== WHAT TO WORK ON ==
Extract each line of the material below that contains the string "gold", copying every such line in full.

[Records from a data collection]
_ _ _ _ _ _ _

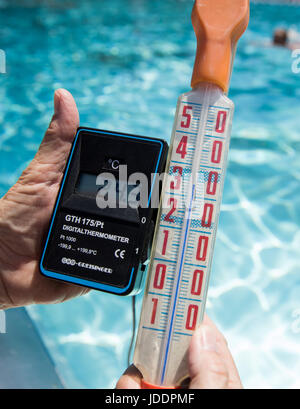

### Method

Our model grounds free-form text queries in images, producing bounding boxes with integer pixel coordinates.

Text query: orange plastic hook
[191,0,249,93]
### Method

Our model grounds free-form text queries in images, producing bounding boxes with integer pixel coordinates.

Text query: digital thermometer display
[40,128,167,295]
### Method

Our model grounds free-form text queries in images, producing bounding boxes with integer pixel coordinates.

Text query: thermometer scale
[133,0,249,388]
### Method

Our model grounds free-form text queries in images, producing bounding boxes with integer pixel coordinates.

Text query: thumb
[36,89,79,171]
[19,89,79,185]
[189,325,229,389]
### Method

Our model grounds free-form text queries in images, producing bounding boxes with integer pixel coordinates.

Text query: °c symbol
[115,249,125,260]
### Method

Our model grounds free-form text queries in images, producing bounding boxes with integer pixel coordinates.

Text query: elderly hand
[117,316,242,389]
[0,89,88,309]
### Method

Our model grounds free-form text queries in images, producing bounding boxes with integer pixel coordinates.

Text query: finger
[203,314,243,389]
[116,365,142,389]
[19,89,79,186]
[37,89,79,163]
[189,324,229,389]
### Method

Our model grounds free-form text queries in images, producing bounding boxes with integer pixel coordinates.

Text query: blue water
[0,0,300,388]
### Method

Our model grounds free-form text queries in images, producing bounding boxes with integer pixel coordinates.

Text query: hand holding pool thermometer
[133,0,249,388]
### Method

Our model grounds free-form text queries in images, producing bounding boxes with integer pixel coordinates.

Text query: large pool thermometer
[133,0,249,388]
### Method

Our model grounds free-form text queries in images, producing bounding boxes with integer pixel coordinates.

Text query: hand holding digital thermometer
[133,0,249,388]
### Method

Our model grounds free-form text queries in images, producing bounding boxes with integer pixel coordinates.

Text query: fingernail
[54,90,60,115]
[199,325,218,352]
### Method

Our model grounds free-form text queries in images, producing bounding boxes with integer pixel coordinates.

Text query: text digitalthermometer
[133,0,249,387]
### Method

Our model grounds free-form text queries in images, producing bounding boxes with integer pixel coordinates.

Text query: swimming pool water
[0,0,300,388]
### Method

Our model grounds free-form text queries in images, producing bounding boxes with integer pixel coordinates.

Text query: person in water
[272,28,300,50]
[0,89,242,389]
[273,28,289,47]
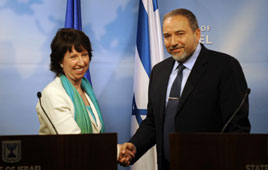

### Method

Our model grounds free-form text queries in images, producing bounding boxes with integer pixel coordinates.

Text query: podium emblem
[2,140,21,163]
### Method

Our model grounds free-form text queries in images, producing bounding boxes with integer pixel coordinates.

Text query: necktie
[164,64,185,160]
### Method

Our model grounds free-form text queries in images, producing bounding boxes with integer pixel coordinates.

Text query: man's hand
[117,142,136,166]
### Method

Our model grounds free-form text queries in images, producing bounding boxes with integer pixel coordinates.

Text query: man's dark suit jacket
[130,45,250,170]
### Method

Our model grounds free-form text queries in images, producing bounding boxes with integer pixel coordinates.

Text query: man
[119,9,250,170]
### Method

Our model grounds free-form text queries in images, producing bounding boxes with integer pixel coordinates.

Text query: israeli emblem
[2,140,21,163]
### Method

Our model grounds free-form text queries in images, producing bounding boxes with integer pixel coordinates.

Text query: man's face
[163,15,200,63]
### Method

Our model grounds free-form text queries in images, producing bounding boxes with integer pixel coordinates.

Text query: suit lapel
[160,57,175,123]
[178,45,207,113]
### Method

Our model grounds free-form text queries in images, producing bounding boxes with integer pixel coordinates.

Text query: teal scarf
[60,74,104,133]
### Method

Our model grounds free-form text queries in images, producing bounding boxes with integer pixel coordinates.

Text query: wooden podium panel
[170,133,268,170]
[0,133,117,170]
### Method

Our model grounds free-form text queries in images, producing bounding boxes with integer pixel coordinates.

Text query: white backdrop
[0,0,268,169]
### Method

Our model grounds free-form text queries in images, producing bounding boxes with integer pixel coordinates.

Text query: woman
[36,28,103,134]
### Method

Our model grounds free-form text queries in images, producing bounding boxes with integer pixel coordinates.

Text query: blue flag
[131,0,164,170]
[64,0,92,84]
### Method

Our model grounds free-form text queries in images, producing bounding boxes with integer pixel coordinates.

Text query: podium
[0,133,117,170]
[169,133,268,170]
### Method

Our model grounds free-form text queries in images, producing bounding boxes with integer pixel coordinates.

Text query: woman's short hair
[50,28,92,76]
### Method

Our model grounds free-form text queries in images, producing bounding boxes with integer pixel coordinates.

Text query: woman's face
[61,46,89,84]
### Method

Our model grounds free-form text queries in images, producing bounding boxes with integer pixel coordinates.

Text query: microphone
[221,88,250,133]
[37,91,59,135]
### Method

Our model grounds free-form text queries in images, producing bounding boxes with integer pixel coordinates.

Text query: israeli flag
[64,0,92,84]
[131,0,164,170]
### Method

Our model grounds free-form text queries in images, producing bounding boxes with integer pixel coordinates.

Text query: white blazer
[36,77,101,135]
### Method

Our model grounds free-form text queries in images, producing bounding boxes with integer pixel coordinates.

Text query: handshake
[117,142,136,166]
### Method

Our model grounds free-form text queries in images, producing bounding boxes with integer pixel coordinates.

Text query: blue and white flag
[64,0,92,84]
[131,0,164,170]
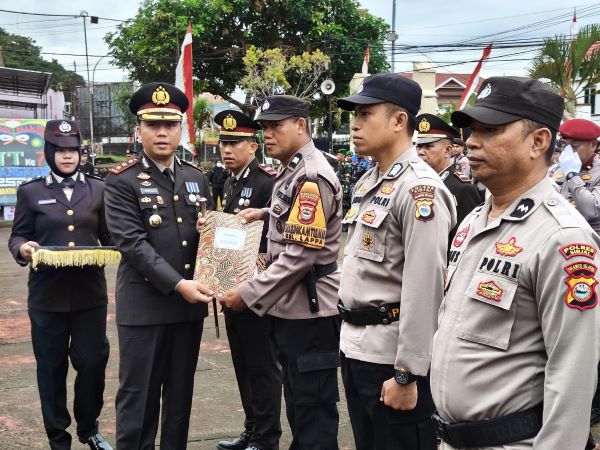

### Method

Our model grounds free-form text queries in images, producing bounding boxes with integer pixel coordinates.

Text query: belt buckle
[431,413,452,445]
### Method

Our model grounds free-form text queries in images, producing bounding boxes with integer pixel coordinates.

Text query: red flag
[175,22,196,156]
[361,47,371,75]
[457,43,492,111]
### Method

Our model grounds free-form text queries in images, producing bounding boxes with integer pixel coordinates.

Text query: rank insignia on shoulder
[258,163,277,177]
[496,236,523,256]
[283,181,327,249]
[408,184,435,222]
[108,159,137,175]
[381,181,396,195]
[564,262,598,311]
[559,244,596,259]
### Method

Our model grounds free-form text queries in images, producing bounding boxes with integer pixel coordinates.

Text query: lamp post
[79,10,94,155]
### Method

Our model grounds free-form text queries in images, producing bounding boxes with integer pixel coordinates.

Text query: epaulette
[179,159,204,173]
[258,163,277,177]
[19,176,46,186]
[84,169,104,181]
[454,170,471,184]
[108,159,138,175]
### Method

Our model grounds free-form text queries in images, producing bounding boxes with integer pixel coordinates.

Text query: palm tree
[529,24,600,119]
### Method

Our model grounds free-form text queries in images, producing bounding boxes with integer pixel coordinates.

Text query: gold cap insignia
[419,118,431,133]
[223,114,237,130]
[152,86,171,106]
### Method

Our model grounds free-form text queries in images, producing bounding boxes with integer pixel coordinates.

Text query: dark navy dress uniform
[105,83,213,450]
[8,121,112,450]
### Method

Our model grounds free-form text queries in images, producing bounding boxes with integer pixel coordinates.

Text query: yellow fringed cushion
[31,247,121,269]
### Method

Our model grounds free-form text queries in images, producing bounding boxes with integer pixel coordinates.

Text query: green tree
[105,0,389,111]
[529,24,600,118]
[0,28,85,91]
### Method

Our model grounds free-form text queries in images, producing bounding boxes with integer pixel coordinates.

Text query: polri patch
[559,244,596,259]
[564,262,598,311]
[496,236,523,256]
[408,184,435,222]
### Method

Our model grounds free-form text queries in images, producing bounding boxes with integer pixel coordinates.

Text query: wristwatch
[394,369,417,386]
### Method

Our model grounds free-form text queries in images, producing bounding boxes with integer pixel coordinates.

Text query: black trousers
[115,320,204,450]
[341,353,437,450]
[225,309,281,450]
[272,316,341,450]
[29,306,109,450]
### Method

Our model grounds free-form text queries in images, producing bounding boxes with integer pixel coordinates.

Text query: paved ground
[0,229,600,450]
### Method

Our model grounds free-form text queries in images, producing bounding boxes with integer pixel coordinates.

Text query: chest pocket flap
[458,273,518,350]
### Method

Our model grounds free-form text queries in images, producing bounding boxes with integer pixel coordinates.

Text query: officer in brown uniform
[553,119,600,233]
[431,77,600,450]
[338,74,456,450]
[417,114,481,242]
[221,95,342,450]
[215,109,281,450]
[105,83,213,450]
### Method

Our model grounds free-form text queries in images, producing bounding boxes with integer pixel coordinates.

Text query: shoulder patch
[108,159,138,175]
[258,163,277,177]
[179,159,204,173]
[454,170,471,184]
[19,176,46,186]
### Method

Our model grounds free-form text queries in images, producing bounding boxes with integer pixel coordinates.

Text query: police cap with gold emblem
[129,82,189,122]
[256,95,308,121]
[558,119,600,141]
[215,109,262,142]
[417,114,460,145]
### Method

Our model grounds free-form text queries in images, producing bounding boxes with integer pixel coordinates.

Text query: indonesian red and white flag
[361,47,370,75]
[175,23,196,156]
[457,43,492,111]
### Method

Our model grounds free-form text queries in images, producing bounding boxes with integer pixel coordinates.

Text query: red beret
[558,119,600,141]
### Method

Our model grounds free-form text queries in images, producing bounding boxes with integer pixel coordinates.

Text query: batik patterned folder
[194,211,263,294]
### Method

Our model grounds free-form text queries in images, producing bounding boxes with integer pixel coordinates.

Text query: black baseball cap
[417,114,460,145]
[452,77,564,131]
[256,95,308,121]
[337,73,422,116]
[129,82,190,122]
[215,109,262,142]
[44,120,81,148]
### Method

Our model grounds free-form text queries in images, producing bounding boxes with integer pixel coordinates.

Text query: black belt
[431,403,544,448]
[338,300,400,325]
[304,261,337,313]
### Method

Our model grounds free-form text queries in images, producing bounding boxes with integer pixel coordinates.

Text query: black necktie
[60,177,75,189]
[163,167,175,187]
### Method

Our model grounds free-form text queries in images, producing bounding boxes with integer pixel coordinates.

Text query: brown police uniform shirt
[553,155,600,233]
[431,177,600,450]
[339,147,456,375]
[240,141,342,319]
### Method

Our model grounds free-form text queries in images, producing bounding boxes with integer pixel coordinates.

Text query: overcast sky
[0,0,600,82]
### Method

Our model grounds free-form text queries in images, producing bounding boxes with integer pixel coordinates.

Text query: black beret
[44,120,81,148]
[452,77,565,131]
[337,73,422,116]
[129,82,189,122]
[215,109,262,141]
[256,95,308,121]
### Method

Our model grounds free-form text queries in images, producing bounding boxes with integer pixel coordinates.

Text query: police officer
[215,110,281,450]
[431,77,600,450]
[220,95,342,450]
[105,83,212,449]
[417,114,480,242]
[338,73,456,450]
[8,120,112,450]
[553,119,600,233]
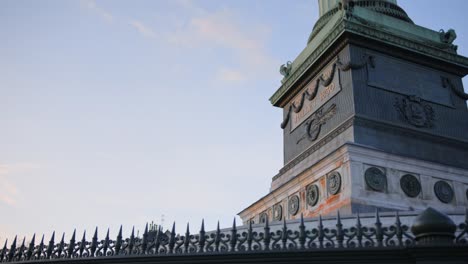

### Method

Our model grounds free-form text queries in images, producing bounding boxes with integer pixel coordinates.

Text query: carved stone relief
[260,212,268,224]
[296,104,336,144]
[273,204,283,221]
[288,195,299,215]
[306,184,320,206]
[400,174,421,198]
[434,181,454,203]
[327,171,341,195]
[394,96,435,128]
[364,167,387,192]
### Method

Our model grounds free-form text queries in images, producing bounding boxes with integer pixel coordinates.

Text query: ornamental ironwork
[434,181,454,203]
[259,212,268,224]
[273,204,283,221]
[327,171,341,195]
[0,211,468,263]
[400,174,421,198]
[306,184,320,206]
[288,195,299,215]
[364,167,387,192]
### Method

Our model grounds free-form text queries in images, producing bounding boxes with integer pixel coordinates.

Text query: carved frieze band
[272,118,354,181]
[400,174,421,198]
[327,171,341,195]
[364,167,387,192]
[281,56,374,129]
[296,104,336,144]
[434,181,454,203]
[394,96,435,128]
[288,195,300,215]
[306,184,320,206]
[442,77,468,100]
[273,204,283,221]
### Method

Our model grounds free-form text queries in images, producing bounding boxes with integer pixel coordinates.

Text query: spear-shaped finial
[67,228,76,258]
[26,233,36,260]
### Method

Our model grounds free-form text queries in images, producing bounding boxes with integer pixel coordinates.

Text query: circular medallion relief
[327,171,341,195]
[288,195,299,215]
[400,174,421,198]
[364,167,387,192]
[273,204,283,221]
[434,181,454,203]
[259,212,268,224]
[306,184,320,206]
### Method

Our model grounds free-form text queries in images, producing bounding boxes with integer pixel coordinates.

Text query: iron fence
[0,210,468,262]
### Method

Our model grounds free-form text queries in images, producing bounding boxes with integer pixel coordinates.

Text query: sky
[0,0,468,241]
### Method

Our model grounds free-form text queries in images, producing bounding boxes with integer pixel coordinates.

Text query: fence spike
[299,213,306,249]
[247,221,253,251]
[36,234,45,259]
[8,236,17,262]
[184,222,190,253]
[102,227,110,256]
[168,221,175,254]
[214,220,221,252]
[128,226,135,255]
[375,207,384,247]
[26,233,36,262]
[263,217,271,250]
[89,226,98,257]
[154,226,163,254]
[198,219,206,253]
[395,211,403,247]
[229,217,237,252]
[79,230,86,257]
[281,217,288,250]
[141,223,148,254]
[67,228,76,258]
[375,207,382,224]
[16,237,26,260]
[395,211,401,225]
[356,211,363,247]
[57,232,65,258]
[336,210,344,248]
[0,239,8,262]
[318,215,325,248]
[115,225,122,255]
[46,231,55,258]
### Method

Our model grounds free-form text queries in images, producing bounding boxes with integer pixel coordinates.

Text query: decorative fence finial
[411,207,457,245]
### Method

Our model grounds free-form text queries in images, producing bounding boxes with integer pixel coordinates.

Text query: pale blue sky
[0,0,468,239]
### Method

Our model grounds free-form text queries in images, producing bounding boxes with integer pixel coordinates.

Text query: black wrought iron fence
[0,209,468,262]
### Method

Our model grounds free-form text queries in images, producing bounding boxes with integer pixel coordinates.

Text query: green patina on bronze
[270,0,468,106]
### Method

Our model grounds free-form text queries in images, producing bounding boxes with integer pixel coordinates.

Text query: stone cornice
[272,118,354,181]
[270,19,468,107]
[270,20,345,106]
[272,116,468,188]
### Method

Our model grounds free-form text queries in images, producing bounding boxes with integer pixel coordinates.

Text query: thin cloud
[167,8,279,81]
[218,69,246,82]
[0,165,18,206]
[129,20,156,38]
[82,0,114,23]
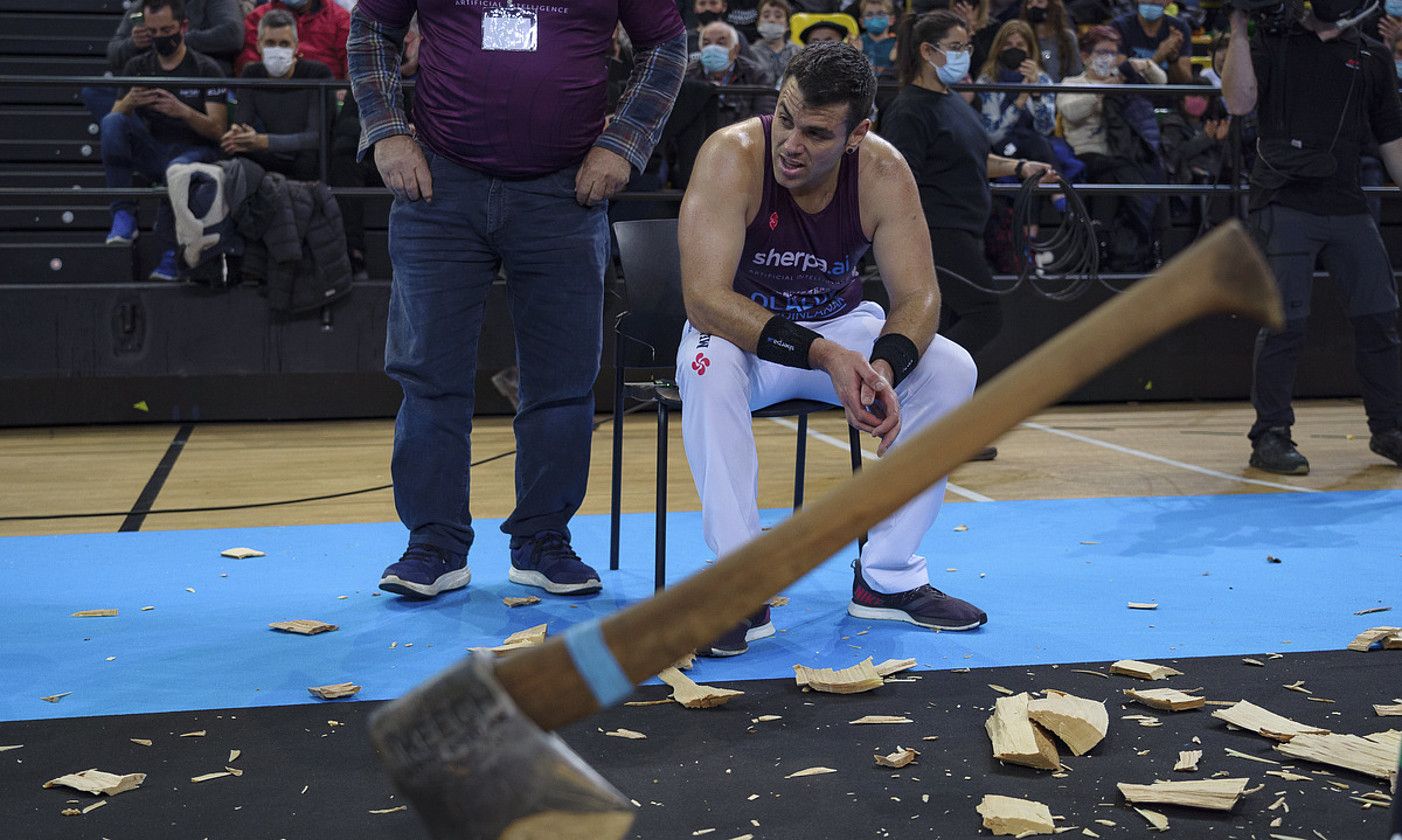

_ _ _ _ _ _ _

== RESULT OF THE TASK ==
Text query: gold cap insignia
Text query: police cap with gold emblem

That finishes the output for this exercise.